**PROVIDED ENTRIES**

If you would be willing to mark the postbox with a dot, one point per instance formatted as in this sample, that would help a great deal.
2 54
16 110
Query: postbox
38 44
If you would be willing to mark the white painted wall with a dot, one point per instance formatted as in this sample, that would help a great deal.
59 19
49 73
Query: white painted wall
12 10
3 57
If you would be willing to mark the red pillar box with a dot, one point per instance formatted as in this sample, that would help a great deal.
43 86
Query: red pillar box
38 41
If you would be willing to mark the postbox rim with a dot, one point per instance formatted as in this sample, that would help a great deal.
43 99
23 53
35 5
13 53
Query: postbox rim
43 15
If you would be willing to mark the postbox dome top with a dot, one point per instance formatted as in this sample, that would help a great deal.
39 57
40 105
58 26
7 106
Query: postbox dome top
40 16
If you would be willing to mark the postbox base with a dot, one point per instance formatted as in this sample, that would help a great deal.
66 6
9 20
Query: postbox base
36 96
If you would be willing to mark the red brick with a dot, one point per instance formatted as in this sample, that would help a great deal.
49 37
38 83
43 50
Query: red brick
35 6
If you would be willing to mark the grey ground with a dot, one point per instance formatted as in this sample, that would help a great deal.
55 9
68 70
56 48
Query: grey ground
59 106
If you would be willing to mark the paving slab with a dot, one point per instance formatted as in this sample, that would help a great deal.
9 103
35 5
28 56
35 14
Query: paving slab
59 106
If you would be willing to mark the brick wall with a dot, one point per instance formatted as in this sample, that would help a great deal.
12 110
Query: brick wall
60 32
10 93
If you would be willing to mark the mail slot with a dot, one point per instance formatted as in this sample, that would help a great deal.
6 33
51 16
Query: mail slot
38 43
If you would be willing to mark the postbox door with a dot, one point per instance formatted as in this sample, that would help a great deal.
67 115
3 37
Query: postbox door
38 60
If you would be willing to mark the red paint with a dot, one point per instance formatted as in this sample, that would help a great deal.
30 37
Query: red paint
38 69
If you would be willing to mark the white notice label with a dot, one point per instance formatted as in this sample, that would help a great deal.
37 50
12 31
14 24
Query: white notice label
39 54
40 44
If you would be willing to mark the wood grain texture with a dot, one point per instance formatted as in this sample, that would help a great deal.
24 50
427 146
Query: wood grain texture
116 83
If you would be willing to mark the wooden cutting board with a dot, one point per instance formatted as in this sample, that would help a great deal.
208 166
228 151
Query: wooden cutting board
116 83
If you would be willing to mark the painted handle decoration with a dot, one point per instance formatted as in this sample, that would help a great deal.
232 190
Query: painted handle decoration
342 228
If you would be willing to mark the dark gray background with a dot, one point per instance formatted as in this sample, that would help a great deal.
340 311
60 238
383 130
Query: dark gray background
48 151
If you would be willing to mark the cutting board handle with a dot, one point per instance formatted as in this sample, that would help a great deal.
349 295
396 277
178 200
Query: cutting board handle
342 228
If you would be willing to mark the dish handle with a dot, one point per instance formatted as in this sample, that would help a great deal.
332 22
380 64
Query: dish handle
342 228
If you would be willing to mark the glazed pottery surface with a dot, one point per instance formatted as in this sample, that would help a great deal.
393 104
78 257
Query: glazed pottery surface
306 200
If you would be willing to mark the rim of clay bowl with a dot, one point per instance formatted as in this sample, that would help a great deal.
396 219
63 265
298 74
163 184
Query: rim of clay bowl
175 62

**WHAT THE TASK ASKS**
Copy all of the records above line for line, keeping every word and number unchanged.

**OUTPUT FOR THIS TASK**
If you would be willing to mark the postbox with a dot, one point per instance formatted as in this sample, that would help a great deal.
2 54
16 110
Query: postbox
38 44
If you would be willing to mark the white painted wall with a dot, one point per instance formatted as in this sample, that would help a great deal.
59 19
49 73
Query: white painted wall
12 10
3 57
If you would be willing to mark the red pillar box with a dot, one point per instance formatted as in this sample, that would help a great deal.
43 86
Query: red pillar box
38 41
If you would be willing to mark the postbox rim with a dot, one point per instance formatted as in this sample, that would help a great deal.
43 99
23 53
35 5
13 53
Query: postbox rim
43 15
If you would be willing to mark the postbox dome top with a dot, one point per instance formatted as in this sample, that would help a great deal.
39 57
40 105
58 26
7 106
Query: postbox dome top
40 16
If you would be willing to mark the postbox base with a dot, one point per instance formatted as in this sample, that would help a great deal.
66 6
9 20
Query: postbox base
36 96
If you would be willing to mark the red brick with a dot, one point per instance formatted as in this sample, that would help a great deal.
49 37
38 83
43 50
Query: red brick
35 6
If you would be willing to mark the grey ground with a dot, one point per instance formatted as in this sample, that would help a great deal.
55 9
68 70
56 48
Query: grey ground
59 106
If you would be willing to mark the paving slab with a dot, one point per instance formatted as in this sample, that would help a great deal.
9 103
35 5
28 56
35 14
Query: paving slab
59 106
If you would be willing to mark the brick wall with a dot, one point per instance formatted as in this sample, that would help a great deal.
12 110
Query: brick wall
60 32
10 93
If you would be willing to mark the mail slot with a dot, one point per instance formatted as in this sample, that would help a great deal.
6 33
51 16
Query: mail slot
38 43
If you would be willing to mark the postbox door with a dot, one point per instance formatted as in this sample, that would help a great deal.
67 115
3 37
Query: postbox door
38 60
If you would be willing to mark the red paint with a dot, one point per instance formatted as in this sample, that would help a great deal.
30 37
Query: red paint
38 69
If you would be willing to mark the white notice label with a dot, one point per instance formatted as in this sample, that would help a great deal.
37 50
12 31
14 24
Query: white notice label
39 54
40 44
If you would be willing to mark the wood grain texture with a dot, one point per instance formatted as in this sample, that would help a great deal.
24 50
427 146
Query: wood grain texture
116 83
If you would be willing to mark the wooden cutting board with a dot, one point per instance formatted as in this sample, that would help a great deal.
208 166
228 151
Query: wooden cutting board
116 83
If you would be willing to mark the painted handle decoration with a dot, one point per instance formatted as in this sample, that would help a great deal.
232 190
Query: painted handle decoration
342 228
If you would be willing to mark the dark gray background with a dot, one point per instance formatted as in this sample, that would help a great deal.
340 311
60 238
383 130
Query: dark gray background
48 151
If you would be willing to mark the cutting board handle with a dot, one point per instance formatted as in this sample, that would help a great deal.
349 295
396 277
178 200
Query: cutting board handle
342 228
If you would be willing to mark the dish handle with a dot, one point per instance formatted as in this sample, that would help a great deal.
332 22
380 64
Query: dish handle
342 228
If you would be willing to mark the glazed pottery surface with a dot, one point per instance formatted as in this sample, that would help a great deal.
393 104
78 257
Query: glazed pottery surface
306 200
If you would be willing to mark the rim of clay bowl with a dot, one point per instance formatted as in this sample, that would help a great deal.
396 219
63 265
298 74
163 184
Query: rim of clay bowl
175 62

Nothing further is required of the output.